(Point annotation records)
* begin *

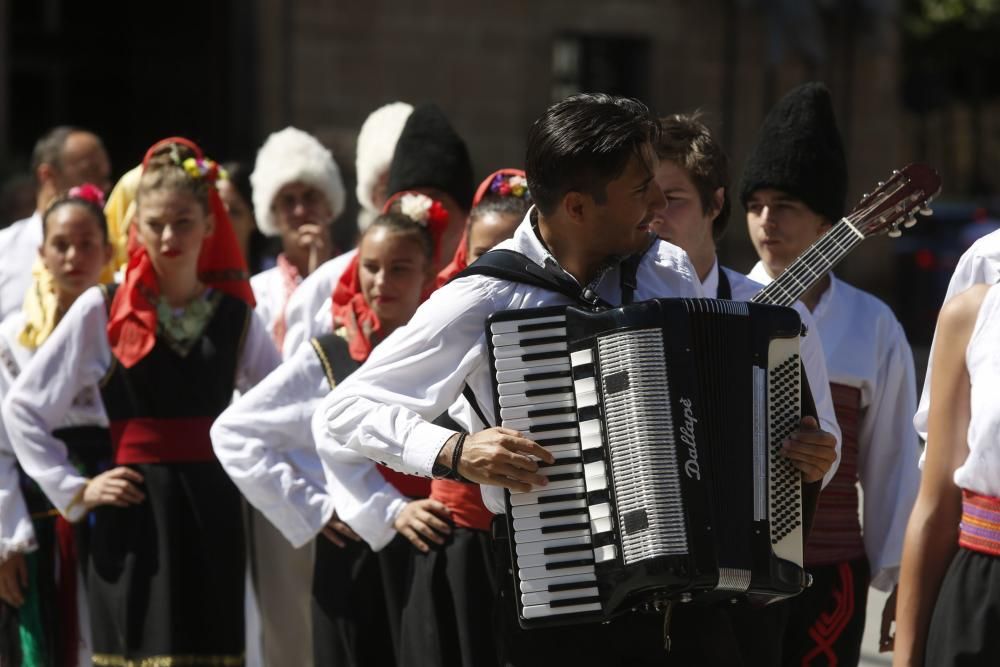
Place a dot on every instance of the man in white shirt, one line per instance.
(979, 264)
(793, 188)
(63, 158)
(428, 157)
(590, 164)
(693, 175)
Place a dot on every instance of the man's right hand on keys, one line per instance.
(498, 456)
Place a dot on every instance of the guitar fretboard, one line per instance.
(811, 265)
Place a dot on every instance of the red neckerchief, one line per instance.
(290, 279)
(461, 258)
(458, 262)
(132, 318)
(350, 310)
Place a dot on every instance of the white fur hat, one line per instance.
(376, 144)
(290, 156)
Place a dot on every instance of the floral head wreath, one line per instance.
(506, 182)
(423, 210)
(509, 185)
(197, 167)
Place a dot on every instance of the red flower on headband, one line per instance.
(88, 192)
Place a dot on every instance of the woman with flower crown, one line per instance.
(167, 348)
(42, 556)
(264, 442)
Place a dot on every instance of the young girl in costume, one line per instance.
(949, 588)
(264, 442)
(42, 555)
(167, 348)
(448, 615)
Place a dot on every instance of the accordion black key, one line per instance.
(665, 419)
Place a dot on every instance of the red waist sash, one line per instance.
(465, 503)
(836, 529)
(980, 527)
(157, 440)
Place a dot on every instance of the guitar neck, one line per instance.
(811, 265)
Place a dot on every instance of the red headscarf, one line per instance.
(461, 258)
(350, 309)
(132, 321)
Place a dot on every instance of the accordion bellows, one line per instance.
(666, 420)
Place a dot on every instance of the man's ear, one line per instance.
(718, 197)
(575, 204)
(44, 173)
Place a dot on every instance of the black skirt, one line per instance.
(963, 630)
(167, 575)
(447, 621)
(358, 597)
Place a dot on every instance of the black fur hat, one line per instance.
(799, 151)
(430, 154)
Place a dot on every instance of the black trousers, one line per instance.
(167, 575)
(447, 621)
(825, 624)
(358, 596)
(964, 626)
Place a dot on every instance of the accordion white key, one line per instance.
(666, 420)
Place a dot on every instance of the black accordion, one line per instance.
(666, 419)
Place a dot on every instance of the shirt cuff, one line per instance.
(422, 447)
(74, 488)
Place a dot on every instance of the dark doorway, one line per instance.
(133, 73)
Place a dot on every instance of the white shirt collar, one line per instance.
(711, 282)
(759, 273)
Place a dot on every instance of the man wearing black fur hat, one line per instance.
(793, 188)
(590, 162)
(431, 158)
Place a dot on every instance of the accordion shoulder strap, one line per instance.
(515, 267)
(334, 354)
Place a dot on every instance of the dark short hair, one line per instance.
(584, 142)
(238, 174)
(500, 204)
(687, 142)
(69, 200)
(48, 149)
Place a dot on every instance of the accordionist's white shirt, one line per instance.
(866, 348)
(265, 444)
(979, 264)
(77, 355)
(308, 312)
(16, 531)
(810, 348)
(418, 372)
(19, 244)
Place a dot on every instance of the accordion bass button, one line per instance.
(606, 553)
(602, 525)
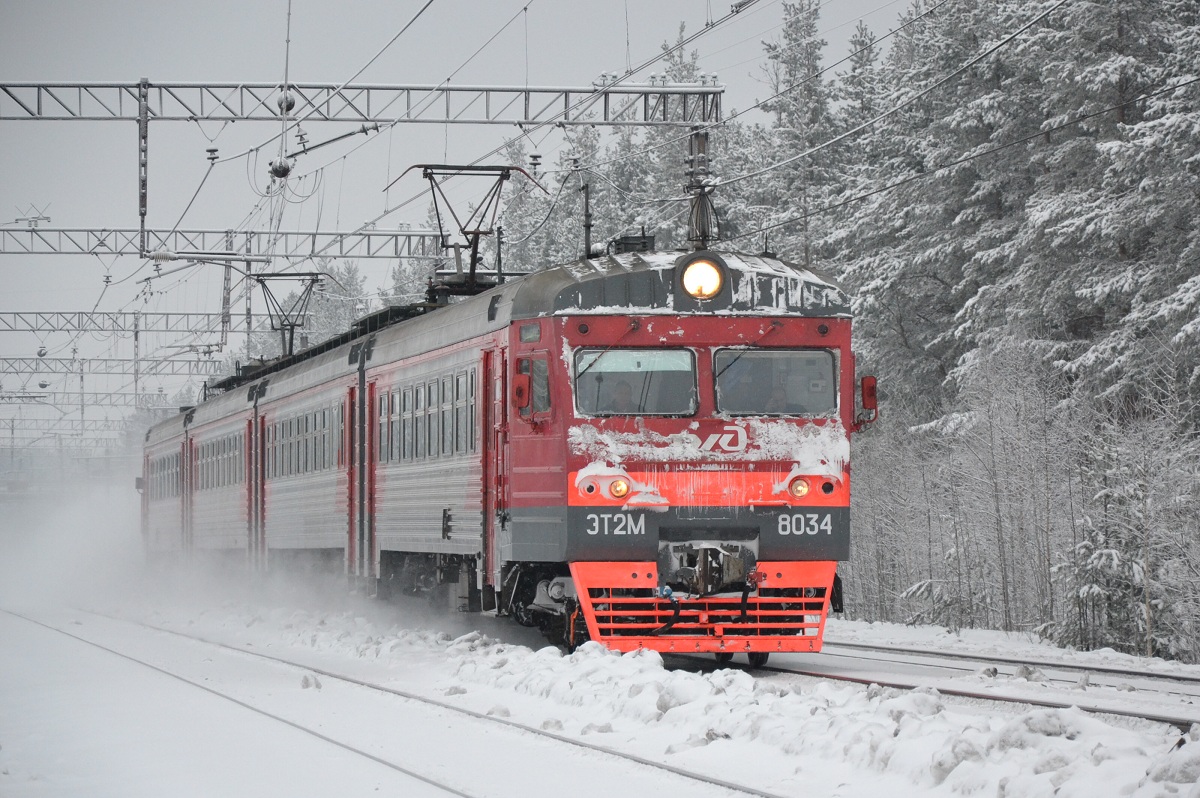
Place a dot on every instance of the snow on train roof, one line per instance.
(645, 282)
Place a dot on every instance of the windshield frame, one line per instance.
(739, 354)
(581, 369)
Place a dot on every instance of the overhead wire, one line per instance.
(966, 159)
(340, 87)
(586, 99)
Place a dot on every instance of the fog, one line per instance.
(70, 539)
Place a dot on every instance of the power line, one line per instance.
(965, 159)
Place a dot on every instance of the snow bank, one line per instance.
(731, 723)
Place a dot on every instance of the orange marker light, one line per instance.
(798, 487)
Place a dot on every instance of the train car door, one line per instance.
(349, 462)
(186, 468)
(256, 490)
(495, 438)
(369, 562)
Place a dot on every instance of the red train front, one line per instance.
(683, 445)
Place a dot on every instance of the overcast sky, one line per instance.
(84, 174)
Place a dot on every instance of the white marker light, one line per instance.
(702, 279)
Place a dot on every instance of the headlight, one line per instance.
(702, 279)
(798, 487)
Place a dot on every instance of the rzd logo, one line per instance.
(732, 439)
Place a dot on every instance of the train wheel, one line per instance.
(523, 615)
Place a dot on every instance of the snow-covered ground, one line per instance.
(73, 719)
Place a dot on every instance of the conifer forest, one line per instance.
(1009, 191)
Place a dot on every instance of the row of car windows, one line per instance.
(433, 418)
(220, 463)
(304, 443)
(664, 382)
(162, 477)
(427, 419)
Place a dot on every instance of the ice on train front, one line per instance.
(708, 480)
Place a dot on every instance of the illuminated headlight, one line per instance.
(702, 279)
(798, 487)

* end *

▶ [YOUR INSTRUCTIONS]
Reproduce the data above without alteration, starting at the line containing "Place a dot on every instance of the rzd" and continuing through the end of the data, with both ends included.

▶ [RESULT OF THIS TASK]
Place a dot on every instance of the rzd logo, one line per instance.
(732, 439)
Place a dot on every instance of the train wheel, one line per instance.
(523, 615)
Place a dot on every instance of the snow-covered ground, one line per instance.
(73, 719)
Place a dot on every instance of the conifer forest, one line per instance.
(1009, 191)
Place a dot on every instance of the row of car windows, one line per instance.
(433, 418)
(220, 463)
(304, 443)
(664, 382)
(162, 477)
(427, 419)
Place a dot on every instance of the ice on train front, one line per instance.
(708, 480)
Place a dot on every instance of the illuminated headlight, one line per instance.
(702, 279)
(798, 487)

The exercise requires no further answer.